How to read your electricity bill

Key Points

  • Knowing how to read your electricity bill can help you work out if you’re paying too much for energy usage.

  • Comparing your meter reading with the reading on your bill can help determine how accurate your bill really is.

  • If you haven’t switched electricity suppliers in the last two years, you might be able to get a better deal elsewhere.

Got a feeling you might be paying too much for your home energy but can’t tell for certain because you’re not sure how to read your electricity bill?

Don't worry, you're not alone.

Electricity prices dropped by as much as 6%^ during 2021, but many Australians haven’t felt the pinch.

Partly, that’s because it’s hard to know if your plan is still benefiting you.

In this guide, we'll break down how to read an electricity bill step by step, so that you can better understand exactly what you’re paying for.


What are the key parts of my electricity bill that I need to understand?

A typical electricity bill includes at least seven key components. Below, we take you through an example bill.

1. Account details

This includes your name, account number, and invoice number.

2. Your balance

This amount shows how much you owe or are in credit by.

3. Your payments

This section will include multiple details, including the ‘what, when, and why’ of your energy payments.

Generally, it’s made up of:

  • Your tariff - This builds the payment base for your energy consumption. Tariffs vary from provider to provider and can depend on your meter. If you think the tariff you’re paying is too high, it can pay to shop around for a better deal.

□ □ □ □ □

▶ [Task requirements]:
1) List the numbered parts of an electricity bill that the guide on reading your electricity bill names.
2) According to the electricity bill guide, how many key components does a typical electricity bill include?
3) Extend the guide on reading your electricity bill, starting after its last sentence.

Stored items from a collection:
□ □ □ □ □

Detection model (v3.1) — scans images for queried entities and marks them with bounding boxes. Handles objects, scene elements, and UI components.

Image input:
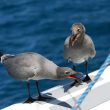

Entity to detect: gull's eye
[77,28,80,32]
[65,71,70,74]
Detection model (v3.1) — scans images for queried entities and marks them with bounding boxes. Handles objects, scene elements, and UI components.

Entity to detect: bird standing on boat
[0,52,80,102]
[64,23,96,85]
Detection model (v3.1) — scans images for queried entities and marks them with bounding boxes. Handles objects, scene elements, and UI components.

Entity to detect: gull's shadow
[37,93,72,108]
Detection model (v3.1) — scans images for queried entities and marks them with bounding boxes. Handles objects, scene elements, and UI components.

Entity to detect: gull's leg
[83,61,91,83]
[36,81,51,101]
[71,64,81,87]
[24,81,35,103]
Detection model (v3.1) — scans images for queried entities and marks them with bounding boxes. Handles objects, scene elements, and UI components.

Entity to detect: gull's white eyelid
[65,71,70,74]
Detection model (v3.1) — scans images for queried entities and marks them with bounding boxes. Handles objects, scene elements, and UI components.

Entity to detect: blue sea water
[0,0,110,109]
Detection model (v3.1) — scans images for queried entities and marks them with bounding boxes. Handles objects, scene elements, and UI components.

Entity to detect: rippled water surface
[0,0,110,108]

□ □ □ □ □

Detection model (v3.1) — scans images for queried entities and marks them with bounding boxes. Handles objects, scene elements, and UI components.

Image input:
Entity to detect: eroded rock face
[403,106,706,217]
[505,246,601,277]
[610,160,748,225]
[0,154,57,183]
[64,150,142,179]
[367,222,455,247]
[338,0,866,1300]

□ □ □ □ □

▶ [Answers per task]:
1) Account details, Your balance, Your payments

2) At least seven.

3)
  • Your billing cycle - How often you pay, e.g. weekly, monthly, quarterly, or annually.

  • Your charge or rate – This is the amount that you pay per kilowatt hour (kWh) used.

  • Your total current charges – This is the amount that you will need to pay.

  • Your payment method - This is the payment method you use to pay your energy bills, e.g. BPAY, direct debit, or credit card.

This section may also include any details of potential government rebates or discounts you're entitled to.

4. Your energy usage

This is a breakdown of how much energy you've used and how much it costs you.

Your energy tariff is broken down into two charges:

  • Your delivery/supply charge - This is a set daily fee charged by your energy provider to deliver electricity to your home.

  • Your usage charge - This is the rate your provider charges for the amount of energy actively used.

Energy usage is charged per kWh, but not always at a fixed rate.

You may, for example, be charged one rate for peak consumption and off-peak consumption.

Peak consumption tends to be when most of us are home and using the most electricity (e.g. in the morning before work, around evening/dinner time etc.).

Off-peak tends to be late at night when most of us are sleeping, or during the day when people are at work.

Your energy bill details how much energy you used as well as what rates you’re being charged at each of those times.

5. Your energy plan

When you sign up to an energy provider, you can usually choose from a number of energy plans.

This part of your bill outlines which plan you're currently on.

This is a really useful piece of information because some energy companies may move you to a different plan or onto a default market offer after the first 12-24 months, so this section tells you whether you’re still on the plan you originally signed up for.

You can also use it to cross-check if it’s still the best your provider has to offer you and get a sense of how your plan stacks up against competitors.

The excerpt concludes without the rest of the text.